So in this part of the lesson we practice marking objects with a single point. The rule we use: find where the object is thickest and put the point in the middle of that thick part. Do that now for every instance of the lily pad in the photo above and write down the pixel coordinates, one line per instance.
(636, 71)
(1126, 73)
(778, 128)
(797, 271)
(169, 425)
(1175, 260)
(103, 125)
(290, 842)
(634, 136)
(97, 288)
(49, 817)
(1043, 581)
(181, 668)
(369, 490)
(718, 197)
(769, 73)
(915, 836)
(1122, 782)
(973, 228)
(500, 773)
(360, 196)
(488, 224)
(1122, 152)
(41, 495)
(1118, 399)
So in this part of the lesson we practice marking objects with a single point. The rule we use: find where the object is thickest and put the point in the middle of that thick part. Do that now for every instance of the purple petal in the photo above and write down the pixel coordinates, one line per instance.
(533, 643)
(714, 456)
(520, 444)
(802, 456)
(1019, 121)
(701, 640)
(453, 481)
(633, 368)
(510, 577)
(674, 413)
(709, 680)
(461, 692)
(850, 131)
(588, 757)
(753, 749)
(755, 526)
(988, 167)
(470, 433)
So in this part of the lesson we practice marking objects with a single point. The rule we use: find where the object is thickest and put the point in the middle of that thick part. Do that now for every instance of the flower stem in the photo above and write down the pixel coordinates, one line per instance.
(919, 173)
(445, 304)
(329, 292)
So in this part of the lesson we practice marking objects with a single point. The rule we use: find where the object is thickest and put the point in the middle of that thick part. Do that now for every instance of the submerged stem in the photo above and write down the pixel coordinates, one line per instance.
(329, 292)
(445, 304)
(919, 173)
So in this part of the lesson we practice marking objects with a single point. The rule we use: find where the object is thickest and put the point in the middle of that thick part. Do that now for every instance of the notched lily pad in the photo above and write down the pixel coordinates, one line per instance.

**Instructions for the task:**
Reproduce every line of the data above verbatim, keeping the original order.

**Solution below:**
So in this part of the lesson we practice marking objects with a single point. The rule we use: find where the object is thickest and put the point in the middle of that thick part. Do that now for every instance of the lily pad in the photo above and write down the pixel coordinates, one line per instance.
(636, 71)
(1126, 73)
(778, 128)
(797, 271)
(169, 425)
(1175, 260)
(103, 125)
(290, 842)
(634, 136)
(97, 288)
(49, 817)
(1043, 581)
(181, 668)
(369, 490)
(718, 197)
(769, 73)
(915, 836)
(1122, 782)
(973, 228)
(500, 773)
(360, 196)
(488, 224)
(1122, 152)
(41, 495)
(1118, 399)
So in this part of the lesson we practice marking objects with a single point. The rule we use: find where the object is thickest and put the point in the middle of that thick part. Do that now for every instance of the purple petal in the photo above and write down the pixel coordinates, one line per instance.
(533, 643)
(714, 456)
(520, 444)
(802, 456)
(1019, 121)
(701, 640)
(453, 481)
(633, 368)
(510, 577)
(674, 413)
(709, 680)
(461, 692)
(850, 131)
(588, 757)
(753, 749)
(755, 526)
(988, 167)
(470, 433)
So in this part of the lesson we practice marking objects with a single point. The rule we use: find where the object is thickest and put the point in the middle of that thick part. Do that now for every instance of the flower stem in the photo above and write down the pixel coordinates, one line per instance.
(919, 173)
(445, 304)
(329, 292)
So in this part of the lesson we practice marking objects with a single point. The rule we use: find where the object is thickest and put the point in the middle of that thick part. Do that now for every instance of the submerged stem in the photo above and write down the pixel coordinates, one line per instance.
(329, 292)
(445, 304)
(919, 173)
So in this part of the lesson we practice marking objects with a single point. The rule we use: find where the object is thickest and put the point in the middle of that thick part. Do that now for every instance of the notched lily pad in the photo above and write down the pixel coordinates, one line per instance.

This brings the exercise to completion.